Exercise objective
Only the lines from the one containing "like [[386, 222]]." through the final line of the material below should be output, exactly as they stand.

[Start of Provided data]

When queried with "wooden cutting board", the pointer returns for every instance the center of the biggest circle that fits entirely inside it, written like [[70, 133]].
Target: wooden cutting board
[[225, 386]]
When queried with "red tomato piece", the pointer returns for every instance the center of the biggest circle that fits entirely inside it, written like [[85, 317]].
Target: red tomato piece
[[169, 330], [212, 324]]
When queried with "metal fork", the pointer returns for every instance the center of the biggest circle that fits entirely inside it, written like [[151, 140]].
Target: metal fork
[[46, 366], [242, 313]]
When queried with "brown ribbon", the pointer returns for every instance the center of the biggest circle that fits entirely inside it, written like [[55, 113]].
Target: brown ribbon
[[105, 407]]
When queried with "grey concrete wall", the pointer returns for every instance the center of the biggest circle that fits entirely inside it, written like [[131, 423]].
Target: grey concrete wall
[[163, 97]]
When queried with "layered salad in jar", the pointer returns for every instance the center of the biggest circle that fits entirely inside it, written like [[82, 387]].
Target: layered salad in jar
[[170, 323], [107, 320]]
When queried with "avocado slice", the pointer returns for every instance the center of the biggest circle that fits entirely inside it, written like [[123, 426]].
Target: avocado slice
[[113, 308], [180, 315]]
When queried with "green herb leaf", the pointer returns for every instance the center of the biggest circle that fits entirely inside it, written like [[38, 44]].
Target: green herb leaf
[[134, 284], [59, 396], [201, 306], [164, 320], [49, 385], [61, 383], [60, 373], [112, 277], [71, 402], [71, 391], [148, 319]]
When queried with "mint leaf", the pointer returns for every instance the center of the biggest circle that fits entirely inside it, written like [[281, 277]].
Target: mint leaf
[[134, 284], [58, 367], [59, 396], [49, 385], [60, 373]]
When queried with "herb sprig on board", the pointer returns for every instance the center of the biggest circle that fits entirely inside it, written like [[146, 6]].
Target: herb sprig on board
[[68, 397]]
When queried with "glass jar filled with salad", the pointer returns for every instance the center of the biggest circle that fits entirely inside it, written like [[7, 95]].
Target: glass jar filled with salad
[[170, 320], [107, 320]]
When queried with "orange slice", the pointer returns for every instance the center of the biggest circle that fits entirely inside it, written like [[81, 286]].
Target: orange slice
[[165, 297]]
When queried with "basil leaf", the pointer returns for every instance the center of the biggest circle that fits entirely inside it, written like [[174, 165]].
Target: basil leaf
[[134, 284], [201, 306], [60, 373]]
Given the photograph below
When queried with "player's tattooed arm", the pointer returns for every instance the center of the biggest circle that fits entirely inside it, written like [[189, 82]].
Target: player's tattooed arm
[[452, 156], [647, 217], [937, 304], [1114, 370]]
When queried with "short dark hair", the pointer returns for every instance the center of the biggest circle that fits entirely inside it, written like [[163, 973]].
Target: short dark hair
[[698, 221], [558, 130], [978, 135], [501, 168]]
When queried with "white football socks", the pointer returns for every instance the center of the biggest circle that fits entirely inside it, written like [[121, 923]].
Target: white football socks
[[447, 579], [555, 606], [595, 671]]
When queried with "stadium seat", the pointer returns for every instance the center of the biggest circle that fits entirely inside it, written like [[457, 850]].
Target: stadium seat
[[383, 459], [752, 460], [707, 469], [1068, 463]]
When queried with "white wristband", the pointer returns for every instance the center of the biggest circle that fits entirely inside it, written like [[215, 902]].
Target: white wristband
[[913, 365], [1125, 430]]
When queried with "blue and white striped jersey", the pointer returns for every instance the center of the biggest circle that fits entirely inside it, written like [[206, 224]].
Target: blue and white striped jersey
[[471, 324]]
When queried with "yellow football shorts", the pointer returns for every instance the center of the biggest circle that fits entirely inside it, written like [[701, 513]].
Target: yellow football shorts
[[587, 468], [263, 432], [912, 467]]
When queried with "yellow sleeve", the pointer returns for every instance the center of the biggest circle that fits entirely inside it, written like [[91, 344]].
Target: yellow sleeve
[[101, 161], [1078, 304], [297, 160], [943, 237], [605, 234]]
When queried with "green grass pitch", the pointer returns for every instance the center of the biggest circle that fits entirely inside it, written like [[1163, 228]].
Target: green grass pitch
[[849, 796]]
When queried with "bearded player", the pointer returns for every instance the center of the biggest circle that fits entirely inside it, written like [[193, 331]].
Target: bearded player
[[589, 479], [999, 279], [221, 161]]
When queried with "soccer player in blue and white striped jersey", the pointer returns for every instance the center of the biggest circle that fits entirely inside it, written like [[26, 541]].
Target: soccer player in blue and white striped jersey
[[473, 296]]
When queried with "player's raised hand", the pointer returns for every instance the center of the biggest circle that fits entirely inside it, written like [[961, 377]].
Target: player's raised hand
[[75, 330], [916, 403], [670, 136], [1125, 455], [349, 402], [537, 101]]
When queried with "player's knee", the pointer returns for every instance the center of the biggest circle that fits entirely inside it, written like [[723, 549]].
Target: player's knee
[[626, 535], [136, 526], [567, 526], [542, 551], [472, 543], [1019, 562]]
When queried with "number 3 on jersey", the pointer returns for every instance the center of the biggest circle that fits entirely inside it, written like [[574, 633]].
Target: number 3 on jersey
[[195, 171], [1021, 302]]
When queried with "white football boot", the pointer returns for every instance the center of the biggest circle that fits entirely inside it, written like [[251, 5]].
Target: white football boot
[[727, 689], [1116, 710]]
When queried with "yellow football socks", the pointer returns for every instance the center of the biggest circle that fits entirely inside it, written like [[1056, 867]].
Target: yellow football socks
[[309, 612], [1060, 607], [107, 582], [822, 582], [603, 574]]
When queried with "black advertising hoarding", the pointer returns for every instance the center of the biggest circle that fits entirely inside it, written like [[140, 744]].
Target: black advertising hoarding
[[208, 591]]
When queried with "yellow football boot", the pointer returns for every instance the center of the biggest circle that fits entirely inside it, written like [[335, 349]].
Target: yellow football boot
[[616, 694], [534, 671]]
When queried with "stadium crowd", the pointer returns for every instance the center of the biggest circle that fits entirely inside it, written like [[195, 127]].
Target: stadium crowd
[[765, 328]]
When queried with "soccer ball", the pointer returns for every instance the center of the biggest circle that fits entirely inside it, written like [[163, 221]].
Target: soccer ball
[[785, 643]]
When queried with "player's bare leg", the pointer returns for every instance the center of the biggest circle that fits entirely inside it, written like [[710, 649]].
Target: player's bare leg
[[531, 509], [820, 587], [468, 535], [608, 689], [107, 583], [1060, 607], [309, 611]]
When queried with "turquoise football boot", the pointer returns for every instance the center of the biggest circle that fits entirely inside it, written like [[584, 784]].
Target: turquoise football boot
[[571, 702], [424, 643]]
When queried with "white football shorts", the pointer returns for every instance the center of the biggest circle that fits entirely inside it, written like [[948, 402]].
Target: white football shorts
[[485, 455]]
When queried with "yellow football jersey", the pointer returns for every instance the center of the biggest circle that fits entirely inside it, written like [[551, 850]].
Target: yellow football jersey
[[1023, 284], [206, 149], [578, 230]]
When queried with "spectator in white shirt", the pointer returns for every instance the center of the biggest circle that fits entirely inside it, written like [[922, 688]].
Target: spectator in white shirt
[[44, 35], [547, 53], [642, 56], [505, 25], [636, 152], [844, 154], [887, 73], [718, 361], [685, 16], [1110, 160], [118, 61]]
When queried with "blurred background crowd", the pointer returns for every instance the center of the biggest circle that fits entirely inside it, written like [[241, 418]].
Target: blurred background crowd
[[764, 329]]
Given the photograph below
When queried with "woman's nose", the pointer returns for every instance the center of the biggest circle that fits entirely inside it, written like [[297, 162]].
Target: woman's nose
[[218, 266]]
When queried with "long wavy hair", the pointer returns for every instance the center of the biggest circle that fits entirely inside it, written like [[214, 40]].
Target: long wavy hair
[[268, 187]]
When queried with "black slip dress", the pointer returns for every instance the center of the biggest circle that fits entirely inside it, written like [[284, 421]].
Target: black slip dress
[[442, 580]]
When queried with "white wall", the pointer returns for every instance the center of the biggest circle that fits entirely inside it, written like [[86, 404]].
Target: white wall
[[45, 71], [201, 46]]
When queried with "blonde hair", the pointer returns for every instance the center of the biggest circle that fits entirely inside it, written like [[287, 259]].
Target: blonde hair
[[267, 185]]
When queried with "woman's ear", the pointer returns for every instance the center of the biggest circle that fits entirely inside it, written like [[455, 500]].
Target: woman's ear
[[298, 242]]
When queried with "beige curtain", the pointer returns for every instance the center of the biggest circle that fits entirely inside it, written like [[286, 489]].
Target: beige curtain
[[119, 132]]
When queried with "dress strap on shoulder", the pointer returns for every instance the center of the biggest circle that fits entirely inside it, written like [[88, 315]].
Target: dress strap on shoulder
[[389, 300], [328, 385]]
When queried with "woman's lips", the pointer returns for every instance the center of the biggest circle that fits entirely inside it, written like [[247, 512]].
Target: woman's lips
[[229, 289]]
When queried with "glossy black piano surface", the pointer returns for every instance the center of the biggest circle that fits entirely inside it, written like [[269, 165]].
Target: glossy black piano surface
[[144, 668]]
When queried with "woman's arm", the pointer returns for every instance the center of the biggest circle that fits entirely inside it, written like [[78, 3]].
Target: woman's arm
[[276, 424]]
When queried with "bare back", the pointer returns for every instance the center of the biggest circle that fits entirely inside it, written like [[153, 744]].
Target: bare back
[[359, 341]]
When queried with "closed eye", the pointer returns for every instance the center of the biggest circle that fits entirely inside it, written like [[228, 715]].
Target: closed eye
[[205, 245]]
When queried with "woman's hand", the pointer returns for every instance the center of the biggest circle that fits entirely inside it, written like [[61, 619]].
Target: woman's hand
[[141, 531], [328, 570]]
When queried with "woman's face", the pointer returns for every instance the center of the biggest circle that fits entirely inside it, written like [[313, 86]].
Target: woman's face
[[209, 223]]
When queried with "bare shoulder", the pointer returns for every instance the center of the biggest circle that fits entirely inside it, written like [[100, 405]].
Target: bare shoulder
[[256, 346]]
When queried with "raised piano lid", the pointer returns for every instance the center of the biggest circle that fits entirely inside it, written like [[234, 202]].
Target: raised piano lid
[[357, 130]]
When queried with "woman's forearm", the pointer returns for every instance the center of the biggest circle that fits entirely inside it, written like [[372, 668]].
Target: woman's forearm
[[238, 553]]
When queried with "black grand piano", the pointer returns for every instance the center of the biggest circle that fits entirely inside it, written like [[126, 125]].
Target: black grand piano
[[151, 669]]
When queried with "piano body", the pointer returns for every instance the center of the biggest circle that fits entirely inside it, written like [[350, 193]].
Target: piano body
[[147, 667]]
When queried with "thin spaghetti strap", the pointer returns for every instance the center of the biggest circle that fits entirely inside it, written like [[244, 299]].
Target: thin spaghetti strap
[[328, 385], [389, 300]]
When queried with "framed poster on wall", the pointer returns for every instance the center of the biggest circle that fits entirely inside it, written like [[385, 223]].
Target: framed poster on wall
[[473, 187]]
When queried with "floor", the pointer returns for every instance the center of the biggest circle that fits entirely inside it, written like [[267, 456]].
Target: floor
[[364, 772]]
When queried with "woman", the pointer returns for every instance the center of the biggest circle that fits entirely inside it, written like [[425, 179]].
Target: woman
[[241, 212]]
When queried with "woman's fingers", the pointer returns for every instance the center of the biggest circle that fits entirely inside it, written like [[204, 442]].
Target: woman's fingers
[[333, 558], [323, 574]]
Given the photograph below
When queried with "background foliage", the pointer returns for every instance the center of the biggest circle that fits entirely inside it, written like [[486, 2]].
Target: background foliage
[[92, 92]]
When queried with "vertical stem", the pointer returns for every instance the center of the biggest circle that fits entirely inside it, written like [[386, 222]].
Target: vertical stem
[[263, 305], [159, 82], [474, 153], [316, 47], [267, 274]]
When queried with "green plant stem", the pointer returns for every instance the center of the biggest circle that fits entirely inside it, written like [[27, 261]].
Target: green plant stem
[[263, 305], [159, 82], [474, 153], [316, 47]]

[End of Provided data]

Finished answer
When queried with "vertical stem", the pointer returns for every instance the center of the biggest circle that fits entirely inside it, written like [[386, 222]].
Target: vertical stem
[[263, 305], [159, 82], [474, 153], [316, 47], [267, 274]]
When queried with "green plant stem", the pointer returns for every instance the center of the biggest circle that fits entirely inside it, written like [[27, 261]].
Target: green plant stem
[[263, 305], [159, 82], [474, 153], [316, 47]]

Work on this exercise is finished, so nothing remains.